***** Dataset extract *****

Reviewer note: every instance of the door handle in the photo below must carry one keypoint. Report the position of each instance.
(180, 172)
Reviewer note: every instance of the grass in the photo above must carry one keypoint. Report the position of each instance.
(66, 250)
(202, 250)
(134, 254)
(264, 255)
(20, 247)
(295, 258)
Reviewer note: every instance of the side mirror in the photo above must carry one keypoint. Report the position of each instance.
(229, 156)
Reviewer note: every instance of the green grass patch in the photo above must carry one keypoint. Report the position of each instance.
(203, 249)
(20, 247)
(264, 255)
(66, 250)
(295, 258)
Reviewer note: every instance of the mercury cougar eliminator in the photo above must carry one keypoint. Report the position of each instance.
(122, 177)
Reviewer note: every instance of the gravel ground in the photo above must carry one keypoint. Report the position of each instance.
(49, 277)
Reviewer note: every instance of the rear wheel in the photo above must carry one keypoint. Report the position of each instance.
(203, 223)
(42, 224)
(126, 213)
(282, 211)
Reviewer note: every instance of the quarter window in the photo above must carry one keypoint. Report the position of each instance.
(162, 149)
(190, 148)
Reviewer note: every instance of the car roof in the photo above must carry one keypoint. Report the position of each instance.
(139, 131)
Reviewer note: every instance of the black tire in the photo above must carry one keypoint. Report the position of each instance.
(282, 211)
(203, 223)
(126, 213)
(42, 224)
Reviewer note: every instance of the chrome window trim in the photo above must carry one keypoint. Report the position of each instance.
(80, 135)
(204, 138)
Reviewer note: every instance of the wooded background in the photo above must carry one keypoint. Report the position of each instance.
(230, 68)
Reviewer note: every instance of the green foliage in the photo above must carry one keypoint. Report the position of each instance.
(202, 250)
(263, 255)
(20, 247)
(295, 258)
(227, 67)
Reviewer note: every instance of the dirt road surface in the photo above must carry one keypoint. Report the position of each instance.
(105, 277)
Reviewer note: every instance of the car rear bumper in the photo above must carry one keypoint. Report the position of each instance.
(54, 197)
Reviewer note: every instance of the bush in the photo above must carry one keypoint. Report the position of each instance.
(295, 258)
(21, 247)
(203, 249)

*****

• [Exercise]:
The answer must be the complete set of entries, retyped exactly.

• [Exercise result]:
Reviewer note: every instance of the door handle in the photo below must carry one keypoint. Report the position of each instance.
(180, 172)
Reviewer note: every instance of the grass in the photo above must carry one keypoint. Report the position of each instance.
(66, 250)
(202, 250)
(134, 254)
(264, 255)
(20, 247)
(295, 258)
Reviewer note: every instance of the side mirror in the photo above must carry one keypoint. Report the position of each instance.
(229, 156)
Reviewer note: every instance of the green grass patch in the photo above must carry one keypoint. Report the position of each instance.
(203, 249)
(20, 247)
(264, 255)
(66, 250)
(295, 258)
Reviewer note: every instance of the mercury cougar eliminator in the photo above must carry one keypoint. Report the position of each instance.
(122, 177)
Reviewer note: every instance of the gravel ground in the photo above must carry one keypoint. Report the position of each instance.
(49, 277)
Reviewer note: every instance of the rear wheel in the photo above must carry one keypoint. Report the position of each instance.
(203, 223)
(42, 224)
(126, 213)
(282, 211)
Reviewer note: every instance of the quarter window in the photo above must carry one keypoint. Report the position of each instance.
(162, 149)
(190, 148)
Reviewer note: every instance of the car roof in the photo above must carry one keypoint. Report the position of each instance.
(139, 131)
Reviewer note: every instance of the black tire in the photo above must carry one keypoint. Report the position of each instance.
(282, 211)
(203, 223)
(126, 213)
(42, 224)
Reviewer note: every instance of the chrome window trim in the photo above must carry one keypoint. Report the position of each instance.
(80, 135)
(204, 138)
Reviewer note: every instance of the wooded background in the photo above must carry one keypoint. Report the position of each instance.
(230, 68)
Reviewer note: every instance of the green foliage in the photo above must carry one keypoint. Report the position of each instance.
(202, 250)
(263, 255)
(20, 247)
(295, 258)
(227, 67)
Reviewer note: every instance of the dirt road surface in the photo above must carry one keypoint. Report the position of each instance.
(105, 277)
Reviewer note: every instance of the car rear bumper in the photo above must carry one keypoint. Report the position of each instance.
(54, 197)
Reviewer note: every instance of the bush in the photo above must carry one keypoint. Report the position of each instance.
(295, 258)
(21, 247)
(203, 249)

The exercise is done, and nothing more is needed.